Copy exactly the lines of the data below that run from the line holding "of the fold" through the line holding "of the dark", both ends included.
━━━ Records for this task
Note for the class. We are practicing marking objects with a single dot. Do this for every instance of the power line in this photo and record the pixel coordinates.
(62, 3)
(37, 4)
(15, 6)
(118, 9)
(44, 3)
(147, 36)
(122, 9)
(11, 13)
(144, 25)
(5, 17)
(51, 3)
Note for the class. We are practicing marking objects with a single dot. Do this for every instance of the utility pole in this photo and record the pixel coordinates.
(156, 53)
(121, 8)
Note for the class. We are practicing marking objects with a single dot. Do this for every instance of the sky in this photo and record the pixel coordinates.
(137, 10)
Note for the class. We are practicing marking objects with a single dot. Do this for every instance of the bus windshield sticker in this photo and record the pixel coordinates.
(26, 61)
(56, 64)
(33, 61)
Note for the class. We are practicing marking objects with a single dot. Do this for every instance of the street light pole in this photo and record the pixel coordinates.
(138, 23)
━━━━━━
━━━ Records for this task
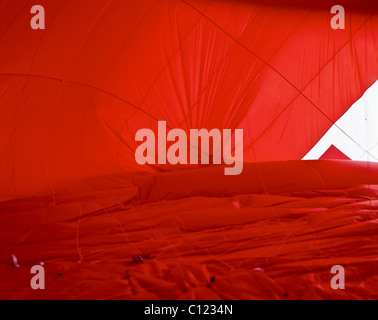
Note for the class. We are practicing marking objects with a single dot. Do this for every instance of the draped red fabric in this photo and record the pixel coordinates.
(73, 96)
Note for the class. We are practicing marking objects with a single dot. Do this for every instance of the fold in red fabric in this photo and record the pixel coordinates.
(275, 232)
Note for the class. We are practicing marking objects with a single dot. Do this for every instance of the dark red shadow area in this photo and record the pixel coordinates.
━━━━━━
Task solution>
Note for the class. We are practicing marking objects with a single dot. Do this for every instance of the fold in red fabric in this photo and record the pixel coordinates.
(275, 232)
Note for the class. We are practicing marking objects with a single dot. Do this for every instance of the dark red shadow area in this photo and record the pixel coordinates.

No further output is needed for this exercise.